**Document extract:**

++++

Again a big swing and miss by the SEC lawyers, effectively summed up and countered by Elon's prior filing already:

The SEC’s desire for such a sweeping prior restraint on speech, effectuated not through some formal statutory authority granted to the SEC by Congress but through a contempt proceeding, must be rejected by the Court.

Anyone near the District Court, S.D. New York should consider showing up for the eventual hearing - I'd expect there to be some real fireworks, legally speaking ...

Also note that eyewitness description of the demeanor of SEC lawyers within court is not something usually captured in the court records or regular press reports, so if anyone attends and makes notes (audiovisual recordings will probably not be allowed), that could make for an interesting and exclusive reading.

But from what I've read from the SEC's reply motion so far the SEC is bringing a knife to a gunfight...

If common sense prevails, looks like SEC's twitter rules is a violation of 1st amendment.
EM paid the fine. He should be allowed to tweet what he wants, and if there is issue with any tweet SEC or any group should have the right to penalize EM again.

BTW, I am still waiting for some lawyer group to announce that they are sueing the SEC on behalf of investors ;) (here's an idea)
 
I'm starting to think, as others here, that the SP is artificially capped, and will be for some time. Tesla is delivering and we just have a flood of good news, and yet WS is winning the battle. For now.
also
Elon probably knows this very well, and he's focusing on production and delivery for spreading the word and putting as many M3s on the road as possible. This is the mission, and every new M3 increases demand, fights FUD, raises capital for further improvement.

What I'd love to see is a *ton* of small shareholders increasing their position for the longer term. Every Tesla owner is a potential TSLA shareholder, so the market is huge: with more than 500'000 owners out there, we collectively could own a major share of the company.

++++

**Input rows:**

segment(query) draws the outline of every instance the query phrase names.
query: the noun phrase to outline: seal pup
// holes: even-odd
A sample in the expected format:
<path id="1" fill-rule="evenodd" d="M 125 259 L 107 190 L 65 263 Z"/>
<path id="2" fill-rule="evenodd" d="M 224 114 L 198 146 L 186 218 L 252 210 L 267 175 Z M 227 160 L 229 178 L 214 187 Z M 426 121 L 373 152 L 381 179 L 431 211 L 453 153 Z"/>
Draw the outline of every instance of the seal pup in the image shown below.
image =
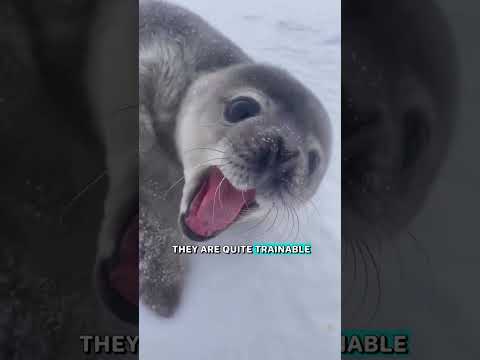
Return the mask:
<path id="1" fill-rule="evenodd" d="M 375 316 L 382 300 L 377 262 L 447 155 L 457 64 L 432 1 L 344 1 L 342 34 L 342 325 L 359 327 L 354 318 Z"/>
<path id="2" fill-rule="evenodd" d="M 139 38 L 140 297 L 169 316 L 186 265 L 171 245 L 304 204 L 332 135 L 310 90 L 191 12 L 142 2 Z"/>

++++

**What is asked:**
A - Answer these questions using the text about the SEC and Elon Musk:
(i) Which court does the text name for the eventual hearing?
(ii) What does the writer say will probably not be allowed if someone attends the hearing?
(iii) How many Tesla owners does the text say are out there?
B - Retype the entire listing line for line, exactly as it stands, but omit the picture.

**Answers to the exercises:**
A -
(i) The District Court, S.D. New York.
(ii) Audiovisual recordings.
(iii) More than 500'000.

B -
segment(query) draws the outline of every instance the query phrase names.
query: the noun phrase to outline: seal pup
// holes: even-odd
A sample in the expected format:
<path id="1" fill-rule="evenodd" d="M 125 259 L 107 190 L 65 263 Z"/>
<path id="2" fill-rule="evenodd" d="M 224 114 L 198 146 L 186 218 L 252 210 L 267 175 Z M 227 160 L 229 178 L 214 187 Z M 426 121 L 373 152 L 381 179 L 431 211 L 453 153 Z"/>
Draw the outline of every instance of the seal pup in the image shown below.
image =
Return the mask:
<path id="1" fill-rule="evenodd" d="M 375 316 L 382 300 L 377 262 L 447 155 L 457 64 L 432 1 L 344 1 L 342 34 L 342 325 L 359 327 L 354 318 Z"/>
<path id="2" fill-rule="evenodd" d="M 139 38 L 140 297 L 169 316 L 186 265 L 171 245 L 304 204 L 332 135 L 310 90 L 191 12 L 142 2 Z"/>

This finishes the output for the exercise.